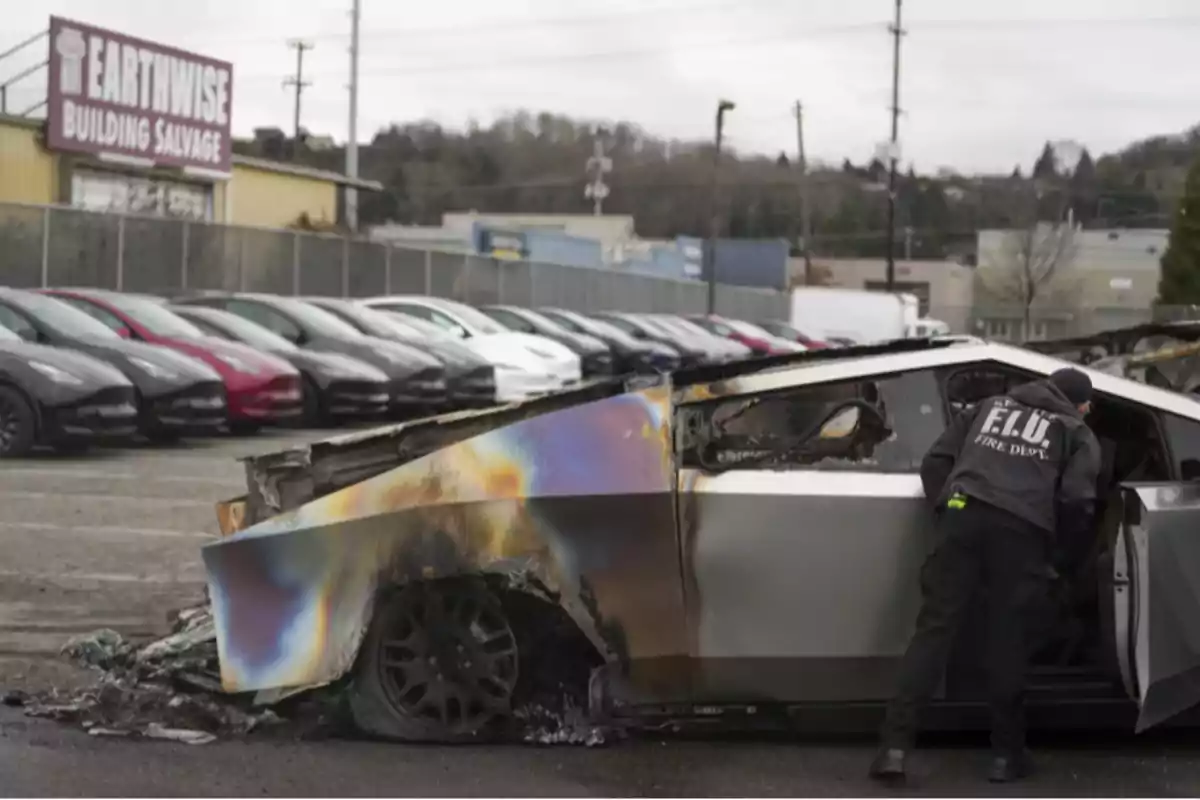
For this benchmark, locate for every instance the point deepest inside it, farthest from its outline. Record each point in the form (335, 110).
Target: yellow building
(257, 192)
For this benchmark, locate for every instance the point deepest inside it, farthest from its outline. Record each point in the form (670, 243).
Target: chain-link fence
(42, 246)
(1009, 324)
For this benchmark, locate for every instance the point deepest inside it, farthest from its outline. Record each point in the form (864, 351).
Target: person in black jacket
(1005, 479)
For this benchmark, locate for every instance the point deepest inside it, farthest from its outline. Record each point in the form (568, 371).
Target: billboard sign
(114, 95)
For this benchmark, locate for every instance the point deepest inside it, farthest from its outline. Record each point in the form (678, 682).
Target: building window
(119, 193)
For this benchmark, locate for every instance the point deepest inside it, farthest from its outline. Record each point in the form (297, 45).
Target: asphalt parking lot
(109, 539)
(112, 539)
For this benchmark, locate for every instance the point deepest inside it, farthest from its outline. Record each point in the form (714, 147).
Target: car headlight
(154, 370)
(57, 374)
(238, 365)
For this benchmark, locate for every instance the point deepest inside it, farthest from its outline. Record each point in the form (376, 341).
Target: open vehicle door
(1157, 599)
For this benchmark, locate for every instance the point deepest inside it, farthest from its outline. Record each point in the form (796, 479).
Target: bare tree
(1031, 263)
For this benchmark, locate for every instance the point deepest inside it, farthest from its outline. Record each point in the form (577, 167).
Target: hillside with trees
(535, 163)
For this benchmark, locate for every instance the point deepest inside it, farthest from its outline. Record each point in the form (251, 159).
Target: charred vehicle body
(732, 543)
(1159, 354)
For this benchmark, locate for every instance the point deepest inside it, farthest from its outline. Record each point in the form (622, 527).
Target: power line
(652, 52)
(893, 154)
(531, 23)
(298, 82)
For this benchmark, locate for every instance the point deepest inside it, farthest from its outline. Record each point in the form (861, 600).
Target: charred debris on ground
(169, 689)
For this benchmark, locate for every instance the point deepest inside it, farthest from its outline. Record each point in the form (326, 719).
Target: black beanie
(1075, 385)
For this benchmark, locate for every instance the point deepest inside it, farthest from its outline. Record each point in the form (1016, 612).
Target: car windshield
(477, 319)
(318, 319)
(154, 317)
(65, 318)
(714, 325)
(541, 320)
(414, 325)
(749, 329)
(658, 326)
(684, 326)
(370, 322)
(240, 329)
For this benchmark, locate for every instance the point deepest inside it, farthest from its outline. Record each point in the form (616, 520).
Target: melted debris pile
(169, 689)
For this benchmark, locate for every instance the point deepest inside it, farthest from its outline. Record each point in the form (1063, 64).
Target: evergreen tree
(1180, 282)
(1045, 168)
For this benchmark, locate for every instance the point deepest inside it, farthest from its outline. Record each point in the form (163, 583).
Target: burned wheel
(439, 663)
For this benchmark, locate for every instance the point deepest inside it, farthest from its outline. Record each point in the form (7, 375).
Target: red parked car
(760, 341)
(261, 389)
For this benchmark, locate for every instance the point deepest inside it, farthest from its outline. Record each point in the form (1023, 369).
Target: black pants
(979, 547)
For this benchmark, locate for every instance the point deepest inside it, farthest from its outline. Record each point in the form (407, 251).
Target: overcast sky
(984, 83)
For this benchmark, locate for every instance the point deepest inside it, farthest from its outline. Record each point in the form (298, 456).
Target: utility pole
(352, 140)
(598, 166)
(897, 34)
(714, 228)
(300, 85)
(805, 194)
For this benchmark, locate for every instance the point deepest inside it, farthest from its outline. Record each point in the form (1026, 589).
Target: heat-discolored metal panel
(804, 584)
(1162, 543)
(579, 500)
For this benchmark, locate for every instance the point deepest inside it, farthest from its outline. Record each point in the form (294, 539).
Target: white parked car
(526, 365)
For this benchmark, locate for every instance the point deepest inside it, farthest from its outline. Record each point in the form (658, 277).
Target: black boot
(888, 765)
(1007, 768)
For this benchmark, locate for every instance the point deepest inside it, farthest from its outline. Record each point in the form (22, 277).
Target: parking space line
(118, 498)
(107, 530)
(100, 577)
(113, 475)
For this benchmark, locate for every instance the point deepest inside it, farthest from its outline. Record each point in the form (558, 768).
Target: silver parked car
(714, 545)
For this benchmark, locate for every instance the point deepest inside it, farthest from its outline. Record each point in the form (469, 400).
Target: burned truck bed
(1161, 354)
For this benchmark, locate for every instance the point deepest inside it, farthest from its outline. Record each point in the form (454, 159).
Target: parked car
(59, 398)
(796, 500)
(335, 386)
(729, 349)
(526, 366)
(175, 394)
(691, 352)
(417, 380)
(630, 355)
(261, 389)
(594, 354)
(471, 380)
(760, 341)
(785, 331)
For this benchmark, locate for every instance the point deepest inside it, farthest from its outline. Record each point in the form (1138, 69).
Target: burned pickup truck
(730, 543)
(1159, 354)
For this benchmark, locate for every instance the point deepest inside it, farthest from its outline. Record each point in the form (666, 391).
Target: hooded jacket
(1029, 452)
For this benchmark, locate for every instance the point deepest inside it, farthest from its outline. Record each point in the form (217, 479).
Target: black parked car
(418, 380)
(471, 382)
(335, 386)
(630, 355)
(61, 398)
(691, 352)
(595, 355)
(177, 395)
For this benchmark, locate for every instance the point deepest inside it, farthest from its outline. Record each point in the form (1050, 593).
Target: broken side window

Task instructions
Rewrite every row above as a numbered list with no blank lines, and leave the pictures out.

Full answer
1. For this benchmark, locate for every instance the point deepest inside it, farthest from its outline. Record each point in the form (335, 110).
2. Target: yellow building
3. (257, 192)
4. For this benchmark, locate for every instance the point deepest inside it, farthest from its outline. Record each point in the form (670, 243).
5. Target: chain-link fence
6. (42, 246)
7. (1009, 324)
8. For this benchmark, locate for every instance the point deepest inside it, farthest from its outline. Record each point in the form (864, 351).
9. Target: person in black jacket
10. (1005, 479)
11. For this benchmark, locate for every instance the point deepest inside it, farthest from its outline. Record each point in the form (568, 371).
12. Target: billboard sign
13. (114, 95)
14. For this benchmark, locate for every instance the point deepest inside it, farthest from its outline. Record each point in the form (678, 682).
15. Target: building window
16. (119, 193)
17. For this benchmark, locate for every instance the point deepest inside it, farthest from its outline. Record each point in the form (297, 45).
18. Target: asphalt parking lot
19. (109, 539)
20. (112, 539)
21. For this benchmark, locate for every instance the point deepest inside it, farthest from its outline. Record each point in the form (714, 147).
22. Target: car headlight
23. (154, 370)
24. (57, 374)
25. (238, 365)
26. For this benchmark, locate for every instance the point deepest inside it, farthest from its outline. Record each point in the form (376, 341).
27. Target: open vehicle door
28. (1157, 599)
29. For this benchmark, locate for every instance the point deepest inside it, farthest from its outline. Record each point in the form (796, 479).
30. Target: bare tree
31. (1031, 263)
32. For this benchmark, locate for every instance the point deepest inside it, farthest from its outline. Record each point in the form (577, 167).
33. Target: hillside with trees
34. (535, 163)
35. For this benchmark, locate for every instance the point deepest inside it, farthest from its outline. Record each point in the form (251, 159).
36. Target: charred vehicle body
37. (732, 543)
38. (1159, 354)
39. For this benchmark, locate for every instance the point deepest inside it, farthest from its outline. Record each point in the form (622, 527).
40. Target: power line
41. (652, 52)
42. (893, 154)
43. (531, 23)
44. (298, 82)
45. For this benchmark, locate for every instance the point deepest inside it, farthest from its outline. Record each point in the form (861, 600).
46. Target: charred debris on ground
47. (169, 689)
48. For this benchmark, locate for every instance the point deepest inside it, farthest from its outline. Record each point in the form (326, 719).
49. Target: black beanie
50. (1075, 385)
51. For this benchmark, locate for every instance the point deepest inside it, farthest from its outline. Record each point in the form (1016, 612).
52. Target: car windshield
53. (477, 319)
54. (318, 319)
55. (154, 317)
56. (65, 318)
57. (714, 325)
58. (541, 320)
59. (414, 325)
60. (749, 329)
61. (658, 326)
62. (684, 326)
63. (370, 322)
64. (240, 329)
65. For this benchmark, locate for every instance the point deepest inside it, farthest from its outline. Record each point in the form (616, 520).
66. Target: melted debris pile
67. (169, 689)
68. For this benchmark, locate for every instance the point deepest inside it, farthest from its outline. Record each point in the form (1063, 64).
69. Target: evergreen tree
70. (1180, 282)
71. (1045, 168)
72. For this benchmark, locate for every instance the point deepest inside it, farthest from its outline. Record each point in the form (163, 583).
73. Target: burned wheel
74. (439, 663)
75. For this benchmark, locate for every instance the point deepest inside it, farthest from its outline. Record each point in the form (7, 375).
76. Target: red parked car
77. (760, 341)
78. (261, 389)
79. For this benchmark, locate for every instance the point deepest inside it, farthest from its outline. Record each point in the form (1023, 369).
80. Target: black pants
81. (979, 547)
82. For this benchmark, locate for every instance the point deepest inside it, farthest from its outline. Record each point in the form (407, 251).
83. Target: overcast sky
84. (984, 83)
85. For this benchmark, locate for every instance the point deepest inside it, farthest from its outline. Record each point in the form (298, 456).
86. Target: utility pole
87. (352, 140)
88. (598, 166)
89. (897, 34)
90. (714, 228)
91. (300, 85)
92. (805, 194)
93. For this benchmark, locate for every instance the point deepest inside it, farthest from its outline. Record each point in the form (1026, 589).
94. Target: heat-discolored metal panel
95. (804, 584)
96. (1162, 543)
97. (579, 500)
98. For this benchmark, locate for every instance the point deepest inside it, farthest from its outline. Record each point in the form (294, 539).
99. Target: white parked car
100. (526, 365)
101. For this benchmark, locate for every instance the point deepest inside it, farthest from its outline. Record each point in the form (658, 277).
102. Target: black boot
103. (888, 765)
104. (1007, 768)
105. For this benchmark, locate for every instance the point deepest inside it, farthest from its outline. Record each point in the form (22, 277).
106. Target: parking space line
107. (118, 498)
108. (107, 530)
109. (100, 577)
110. (113, 475)
111. For this benchmark, locate for every instance the point deepest inside it, farthest from its outline. Record each point in the form (558, 768).
112. Target: silver parked car
113. (714, 545)
114. For this benchmark, locate for every instance the point deepest inside it, farthest from its outline. Record each point in the form (469, 400).
115. Target: burned truck bed
116. (1161, 354)
117. For this benchmark, locate for every instance the point deepest inside it, farthest from its outline. Record each point in the form (454, 159).
118. Target: parked car
119. (59, 398)
120. (796, 500)
121. (335, 386)
122. (729, 349)
123. (526, 366)
124. (175, 394)
125. (691, 352)
126. (417, 380)
127. (630, 355)
128. (261, 389)
129. (594, 354)
130. (471, 380)
131. (760, 341)
132. (785, 331)
133. For this benchmark, locate for every instance the point deepest inside it, farthest from its outline. Record each point in the form (1138, 69).
134. Target: burned pickup truck
135. (730, 543)
136. (1159, 354)
137. For this benchmark, locate for every instance the point deepest inside it, farthest from its outline. Record each point in the form (666, 391).
138. Target: hooded jacket
139. (1029, 452)
140. For this benchmark, locate for every instance the point deepest inside it, farthest from its outline. Record each point in the form (217, 479).
141. Target: black parked car
142. (418, 380)
143. (471, 382)
144. (335, 386)
145. (630, 355)
146. (61, 398)
147. (691, 352)
148. (595, 355)
149. (177, 395)
150. For this benchmark, locate for every instance the point deepest inside it, farthest from its outline. Record each point in the form (1050, 593).
151. Target: broken side window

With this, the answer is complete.